Design and implement “Word of Wisdom” tcp server
- TCP server should be protected from DDOS attacks with the Prof of Work POW - wiki, the challenge-response protocol should be used
- The choice of the POW algorithm should be explained
- After Prof Of Work verification, server should send one of the quotes from “word of wisdom” book or any other collection of the quotes
- Docker file should be provided both for the server and for the client that solves the POW challenge
- docker
- go 1.18 (local development)
docker build -t proofofwork .
docker run -p <port>:8001 proofofwork
e.g.
docker run -p 9010:8001 proofofwork
runs the application on 9010
of the caller system
full example (run in the project directory)
docker build -t proofofwork . && docker run -p 9010:8001 proofofwork
-port=8001 // server application port
-protocol=tcp // server application protocol (tcp is the only available option for now)
-timeout=600 // timeout in seconds before client gets disconnected by server
-clients=100 // number of clients participating in proof of work challenge in pow package integration tests
-log_level=debug // system wide logging level
go run main.go
starts the application on 8001
port
cd ./pow && go run main.go
netcat 127.0.0.1 9010
establish connection
then use stubs listed below, protocol mutually json encoded
{
"controller": "challenge"
}
Example response
{
"action": "challenge",
"message": "c1419d1224dba805efb4c0397db229db747a56ea|bb6f6c336e94819f99a64b8ab3b03161a298be43"

Location annotation dataset excerpts:
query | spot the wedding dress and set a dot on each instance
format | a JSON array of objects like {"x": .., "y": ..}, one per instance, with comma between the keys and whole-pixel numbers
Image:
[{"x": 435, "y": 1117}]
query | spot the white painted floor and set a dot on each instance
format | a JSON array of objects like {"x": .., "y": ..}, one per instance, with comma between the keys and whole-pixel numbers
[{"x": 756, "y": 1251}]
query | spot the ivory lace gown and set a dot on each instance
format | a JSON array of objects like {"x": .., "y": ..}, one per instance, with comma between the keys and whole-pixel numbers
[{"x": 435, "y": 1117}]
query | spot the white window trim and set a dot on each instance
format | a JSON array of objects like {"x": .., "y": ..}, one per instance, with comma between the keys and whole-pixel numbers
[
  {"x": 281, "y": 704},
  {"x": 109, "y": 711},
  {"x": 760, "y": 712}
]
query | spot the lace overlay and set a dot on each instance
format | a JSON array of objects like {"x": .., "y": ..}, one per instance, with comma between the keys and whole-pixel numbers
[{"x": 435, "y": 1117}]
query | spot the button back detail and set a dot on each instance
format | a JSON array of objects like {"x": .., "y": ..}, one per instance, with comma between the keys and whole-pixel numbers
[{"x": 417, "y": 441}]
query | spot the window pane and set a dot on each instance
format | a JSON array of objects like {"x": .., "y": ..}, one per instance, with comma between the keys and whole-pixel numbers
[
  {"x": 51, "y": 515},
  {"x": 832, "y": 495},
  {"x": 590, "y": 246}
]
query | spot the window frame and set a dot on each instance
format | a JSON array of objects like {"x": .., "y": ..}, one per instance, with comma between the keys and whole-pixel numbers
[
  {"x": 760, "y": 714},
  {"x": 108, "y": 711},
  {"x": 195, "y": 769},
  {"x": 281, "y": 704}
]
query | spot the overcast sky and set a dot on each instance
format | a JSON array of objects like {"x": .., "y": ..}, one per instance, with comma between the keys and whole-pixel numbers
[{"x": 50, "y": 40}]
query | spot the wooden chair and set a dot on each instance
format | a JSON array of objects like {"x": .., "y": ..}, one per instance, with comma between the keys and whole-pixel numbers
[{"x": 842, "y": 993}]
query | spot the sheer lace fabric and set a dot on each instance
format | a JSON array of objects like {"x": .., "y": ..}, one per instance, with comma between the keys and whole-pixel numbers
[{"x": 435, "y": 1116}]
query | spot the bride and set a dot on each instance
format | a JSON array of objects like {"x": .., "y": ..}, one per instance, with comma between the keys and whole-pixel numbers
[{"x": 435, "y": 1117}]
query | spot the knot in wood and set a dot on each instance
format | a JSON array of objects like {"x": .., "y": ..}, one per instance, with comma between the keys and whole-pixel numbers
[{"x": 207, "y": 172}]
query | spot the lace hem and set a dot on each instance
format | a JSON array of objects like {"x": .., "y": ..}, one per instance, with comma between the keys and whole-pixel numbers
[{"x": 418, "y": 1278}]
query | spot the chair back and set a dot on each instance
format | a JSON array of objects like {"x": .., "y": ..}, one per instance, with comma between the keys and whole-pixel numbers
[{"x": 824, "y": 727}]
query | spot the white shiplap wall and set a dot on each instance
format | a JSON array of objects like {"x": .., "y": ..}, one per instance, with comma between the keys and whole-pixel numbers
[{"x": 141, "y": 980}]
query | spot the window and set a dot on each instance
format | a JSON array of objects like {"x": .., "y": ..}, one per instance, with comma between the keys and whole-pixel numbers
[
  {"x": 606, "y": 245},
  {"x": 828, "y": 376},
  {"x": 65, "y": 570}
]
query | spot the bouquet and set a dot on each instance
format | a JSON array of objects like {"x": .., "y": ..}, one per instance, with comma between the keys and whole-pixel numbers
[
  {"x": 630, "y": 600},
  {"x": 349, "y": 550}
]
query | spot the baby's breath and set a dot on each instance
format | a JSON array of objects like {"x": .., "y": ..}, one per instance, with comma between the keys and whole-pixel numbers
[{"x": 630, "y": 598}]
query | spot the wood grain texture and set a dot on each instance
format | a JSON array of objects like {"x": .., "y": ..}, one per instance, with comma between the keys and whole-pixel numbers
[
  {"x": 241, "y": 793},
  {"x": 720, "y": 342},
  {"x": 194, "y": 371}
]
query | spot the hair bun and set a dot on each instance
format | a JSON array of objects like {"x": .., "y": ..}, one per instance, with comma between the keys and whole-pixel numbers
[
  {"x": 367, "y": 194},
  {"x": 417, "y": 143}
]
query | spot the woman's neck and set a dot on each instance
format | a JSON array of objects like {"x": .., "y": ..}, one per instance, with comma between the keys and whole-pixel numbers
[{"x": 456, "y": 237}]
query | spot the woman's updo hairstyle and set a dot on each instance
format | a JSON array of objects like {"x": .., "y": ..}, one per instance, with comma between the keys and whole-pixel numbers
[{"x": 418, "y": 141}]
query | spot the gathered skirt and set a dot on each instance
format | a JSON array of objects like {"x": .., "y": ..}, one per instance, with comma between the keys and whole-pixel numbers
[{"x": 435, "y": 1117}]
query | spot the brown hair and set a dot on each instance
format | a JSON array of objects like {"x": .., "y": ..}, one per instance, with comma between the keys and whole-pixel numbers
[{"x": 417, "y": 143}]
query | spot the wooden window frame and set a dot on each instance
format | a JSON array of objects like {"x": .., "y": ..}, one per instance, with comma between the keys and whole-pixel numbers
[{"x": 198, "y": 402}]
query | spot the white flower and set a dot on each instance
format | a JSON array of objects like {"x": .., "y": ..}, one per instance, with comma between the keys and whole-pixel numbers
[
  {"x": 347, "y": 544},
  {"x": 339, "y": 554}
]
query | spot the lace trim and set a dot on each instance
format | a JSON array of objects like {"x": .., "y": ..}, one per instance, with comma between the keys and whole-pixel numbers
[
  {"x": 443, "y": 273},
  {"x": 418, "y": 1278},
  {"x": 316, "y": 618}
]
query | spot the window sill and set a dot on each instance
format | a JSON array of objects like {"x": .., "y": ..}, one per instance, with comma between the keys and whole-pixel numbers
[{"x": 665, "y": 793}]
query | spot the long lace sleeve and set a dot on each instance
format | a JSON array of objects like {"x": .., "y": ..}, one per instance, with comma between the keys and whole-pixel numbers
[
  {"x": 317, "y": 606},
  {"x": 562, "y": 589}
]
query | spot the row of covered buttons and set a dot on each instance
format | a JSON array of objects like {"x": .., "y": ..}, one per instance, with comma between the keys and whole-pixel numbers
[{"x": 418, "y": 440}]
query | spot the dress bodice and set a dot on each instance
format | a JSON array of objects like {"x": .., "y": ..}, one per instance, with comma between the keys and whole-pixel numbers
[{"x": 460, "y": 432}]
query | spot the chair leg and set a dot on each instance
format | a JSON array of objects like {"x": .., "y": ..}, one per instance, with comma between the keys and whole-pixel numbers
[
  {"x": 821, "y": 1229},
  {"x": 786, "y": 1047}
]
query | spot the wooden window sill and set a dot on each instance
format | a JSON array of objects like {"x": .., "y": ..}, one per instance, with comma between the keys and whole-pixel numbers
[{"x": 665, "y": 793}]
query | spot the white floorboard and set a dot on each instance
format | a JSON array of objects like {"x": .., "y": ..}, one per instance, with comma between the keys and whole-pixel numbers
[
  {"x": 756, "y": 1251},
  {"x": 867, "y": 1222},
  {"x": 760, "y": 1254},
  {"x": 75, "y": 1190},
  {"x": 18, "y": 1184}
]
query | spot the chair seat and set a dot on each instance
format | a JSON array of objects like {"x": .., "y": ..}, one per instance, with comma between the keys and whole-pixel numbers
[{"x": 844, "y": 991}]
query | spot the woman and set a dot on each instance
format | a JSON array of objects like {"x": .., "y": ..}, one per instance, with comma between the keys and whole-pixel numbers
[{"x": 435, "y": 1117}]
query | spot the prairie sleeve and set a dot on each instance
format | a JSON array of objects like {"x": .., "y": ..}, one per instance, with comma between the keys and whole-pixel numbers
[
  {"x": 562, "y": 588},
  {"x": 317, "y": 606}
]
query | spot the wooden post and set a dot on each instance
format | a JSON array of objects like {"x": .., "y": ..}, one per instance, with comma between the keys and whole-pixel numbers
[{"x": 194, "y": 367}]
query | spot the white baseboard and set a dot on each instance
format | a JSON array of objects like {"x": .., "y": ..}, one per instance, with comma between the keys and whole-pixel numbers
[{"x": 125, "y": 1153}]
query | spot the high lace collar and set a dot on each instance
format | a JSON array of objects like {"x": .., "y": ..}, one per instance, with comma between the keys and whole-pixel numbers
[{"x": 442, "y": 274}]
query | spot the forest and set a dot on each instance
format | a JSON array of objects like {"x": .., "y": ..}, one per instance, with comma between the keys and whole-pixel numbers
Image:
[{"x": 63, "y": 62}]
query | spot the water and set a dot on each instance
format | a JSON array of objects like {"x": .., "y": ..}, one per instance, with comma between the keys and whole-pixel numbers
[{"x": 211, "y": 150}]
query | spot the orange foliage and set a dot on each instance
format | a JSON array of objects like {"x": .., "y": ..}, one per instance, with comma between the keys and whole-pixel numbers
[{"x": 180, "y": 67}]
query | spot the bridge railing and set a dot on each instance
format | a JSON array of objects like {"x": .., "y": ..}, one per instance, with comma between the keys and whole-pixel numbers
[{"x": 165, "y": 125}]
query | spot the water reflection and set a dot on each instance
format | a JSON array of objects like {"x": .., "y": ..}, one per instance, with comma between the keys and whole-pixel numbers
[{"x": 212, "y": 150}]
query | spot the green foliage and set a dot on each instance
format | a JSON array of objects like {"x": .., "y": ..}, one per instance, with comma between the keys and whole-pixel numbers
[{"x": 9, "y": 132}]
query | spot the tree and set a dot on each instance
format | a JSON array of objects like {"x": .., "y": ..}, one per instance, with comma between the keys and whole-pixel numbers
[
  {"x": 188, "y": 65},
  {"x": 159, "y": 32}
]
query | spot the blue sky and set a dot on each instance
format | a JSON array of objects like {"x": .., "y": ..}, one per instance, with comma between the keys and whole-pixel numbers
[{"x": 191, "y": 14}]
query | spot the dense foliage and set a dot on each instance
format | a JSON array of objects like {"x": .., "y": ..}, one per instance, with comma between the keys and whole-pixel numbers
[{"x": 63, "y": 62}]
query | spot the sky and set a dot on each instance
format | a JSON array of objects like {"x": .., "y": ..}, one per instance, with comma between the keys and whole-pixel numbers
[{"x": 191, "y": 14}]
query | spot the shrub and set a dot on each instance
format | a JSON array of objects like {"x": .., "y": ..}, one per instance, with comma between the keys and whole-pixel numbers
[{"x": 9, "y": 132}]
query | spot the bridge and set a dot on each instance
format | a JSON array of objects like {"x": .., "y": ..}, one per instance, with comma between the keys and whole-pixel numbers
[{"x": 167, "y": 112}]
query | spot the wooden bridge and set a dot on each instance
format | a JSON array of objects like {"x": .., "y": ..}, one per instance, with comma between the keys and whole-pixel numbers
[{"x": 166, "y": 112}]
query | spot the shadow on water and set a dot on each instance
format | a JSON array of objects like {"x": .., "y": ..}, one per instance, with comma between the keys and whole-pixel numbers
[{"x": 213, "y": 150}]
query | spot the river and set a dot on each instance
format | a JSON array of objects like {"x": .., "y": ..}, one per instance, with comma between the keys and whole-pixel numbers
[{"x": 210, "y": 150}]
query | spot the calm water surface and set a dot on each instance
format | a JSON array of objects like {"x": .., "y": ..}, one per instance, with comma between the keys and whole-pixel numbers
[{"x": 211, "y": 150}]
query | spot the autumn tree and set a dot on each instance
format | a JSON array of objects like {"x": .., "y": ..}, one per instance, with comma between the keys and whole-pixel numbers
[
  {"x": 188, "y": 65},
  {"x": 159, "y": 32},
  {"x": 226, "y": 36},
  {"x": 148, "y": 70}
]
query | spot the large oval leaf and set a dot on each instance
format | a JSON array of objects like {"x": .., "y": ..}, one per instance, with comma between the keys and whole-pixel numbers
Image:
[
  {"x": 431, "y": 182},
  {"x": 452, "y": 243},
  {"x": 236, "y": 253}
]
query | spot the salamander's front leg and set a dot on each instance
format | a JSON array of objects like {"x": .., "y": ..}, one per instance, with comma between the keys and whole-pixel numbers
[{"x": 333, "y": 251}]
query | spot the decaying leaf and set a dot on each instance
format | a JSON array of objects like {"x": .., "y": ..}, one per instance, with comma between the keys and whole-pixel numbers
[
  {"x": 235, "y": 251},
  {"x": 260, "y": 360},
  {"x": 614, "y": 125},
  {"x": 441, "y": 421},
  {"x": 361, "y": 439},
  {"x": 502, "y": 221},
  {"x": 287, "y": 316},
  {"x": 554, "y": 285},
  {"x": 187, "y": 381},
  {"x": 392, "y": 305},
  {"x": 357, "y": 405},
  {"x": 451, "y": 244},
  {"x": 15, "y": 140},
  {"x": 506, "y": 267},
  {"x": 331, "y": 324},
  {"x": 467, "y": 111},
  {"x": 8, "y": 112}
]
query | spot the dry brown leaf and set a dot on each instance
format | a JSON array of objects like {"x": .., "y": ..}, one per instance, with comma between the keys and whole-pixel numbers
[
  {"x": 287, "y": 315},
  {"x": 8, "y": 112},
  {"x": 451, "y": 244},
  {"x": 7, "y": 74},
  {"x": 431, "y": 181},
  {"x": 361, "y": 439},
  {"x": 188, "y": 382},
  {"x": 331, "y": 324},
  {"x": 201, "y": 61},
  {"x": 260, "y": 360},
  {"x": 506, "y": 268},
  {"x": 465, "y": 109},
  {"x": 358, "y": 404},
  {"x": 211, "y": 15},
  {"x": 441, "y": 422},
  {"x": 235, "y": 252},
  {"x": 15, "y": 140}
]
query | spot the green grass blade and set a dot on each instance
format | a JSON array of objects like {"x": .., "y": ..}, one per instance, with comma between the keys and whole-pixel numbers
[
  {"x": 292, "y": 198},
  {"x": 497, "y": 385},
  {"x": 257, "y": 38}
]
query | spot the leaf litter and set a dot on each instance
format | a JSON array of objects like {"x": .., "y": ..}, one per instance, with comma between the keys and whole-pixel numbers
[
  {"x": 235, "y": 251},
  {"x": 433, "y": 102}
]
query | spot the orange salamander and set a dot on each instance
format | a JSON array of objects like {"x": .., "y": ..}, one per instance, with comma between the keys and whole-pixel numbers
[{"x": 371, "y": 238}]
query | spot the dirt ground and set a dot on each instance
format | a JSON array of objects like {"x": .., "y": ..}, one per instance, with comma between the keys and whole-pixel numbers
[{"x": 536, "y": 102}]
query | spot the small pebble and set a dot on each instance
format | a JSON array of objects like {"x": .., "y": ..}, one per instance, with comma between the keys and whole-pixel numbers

> [STATED EXERCISE 1]:
Reproduce the section of the proof-of-work server text from "Design and implement" to "the project directory)".
> [STATED EXERCISE 2]:
Report every line of the rows that contains the string "lace". Letter case counts.

> [EXERCISE ANSWER 1]:
Design and implement “Word of Wisdom” tcp server
- TCP server should be protected from DDOS attacks with the Prof of Work POW - wiki, the challenge-response protocol should be used
- The choice of the POW algorithm should be explained
- After Prof Of Work verification, server should send one of the quotes from “word of wisdom” book or any other collection of the quotes
- Docker file should be provided both for the server and for the client that solves the POW challenge
- docker
- go 1.18 (local development)
docker build -t proofofwork .
docker run -p <port>:8001 proofofwork
e.g.
docker run -p 9010:8001 proofofwork
runs the application on 9010
of the caller system
full example (run in the project directory)

> [EXERCISE ANSWER 2]:
query | spot the ivory lace gown and set a dot on each instance
query | spot the lace overlay and set a dot on each instance
query | spot the sheer lace fabric and set a dot on each instance
query | spot the lace hem and set a dot on each instance
query | spot the lace trim and set a dot on each instance
query | spot the long lace sleeve and set a dot on each instance
query | spot the high lace collar and set a dot on each instance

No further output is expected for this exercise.